▼▼▼

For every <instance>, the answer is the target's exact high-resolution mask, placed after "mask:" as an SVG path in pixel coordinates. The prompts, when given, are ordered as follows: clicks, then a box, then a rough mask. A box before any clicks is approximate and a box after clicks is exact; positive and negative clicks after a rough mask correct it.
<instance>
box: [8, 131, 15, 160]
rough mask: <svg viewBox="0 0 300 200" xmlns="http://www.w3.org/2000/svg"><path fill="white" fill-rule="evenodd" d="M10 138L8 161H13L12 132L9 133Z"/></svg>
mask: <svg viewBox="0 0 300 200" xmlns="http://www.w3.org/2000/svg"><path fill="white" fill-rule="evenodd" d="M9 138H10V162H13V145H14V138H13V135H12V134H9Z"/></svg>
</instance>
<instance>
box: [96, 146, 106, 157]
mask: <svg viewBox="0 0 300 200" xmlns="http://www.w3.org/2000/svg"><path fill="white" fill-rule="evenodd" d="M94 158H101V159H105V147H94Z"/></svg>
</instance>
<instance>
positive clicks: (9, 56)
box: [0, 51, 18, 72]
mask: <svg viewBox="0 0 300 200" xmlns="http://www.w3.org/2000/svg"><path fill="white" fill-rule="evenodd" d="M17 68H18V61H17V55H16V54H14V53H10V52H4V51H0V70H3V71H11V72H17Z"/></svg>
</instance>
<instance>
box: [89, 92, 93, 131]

▲▲▲

TASK TO CARRY OUT: Copy out only the lines of the records above from the one with "box: [96, 146, 106, 157]" through the one with "positive clicks: (9, 56)", exactly as they stand, both included.

EXERCISE SOLUTION:
box: [96, 146, 106, 157]
mask: <svg viewBox="0 0 300 200" xmlns="http://www.w3.org/2000/svg"><path fill="white" fill-rule="evenodd" d="M94 158H101V159H105V147H94Z"/></svg>
</instance>
<instance>
positive clicks: (9, 56)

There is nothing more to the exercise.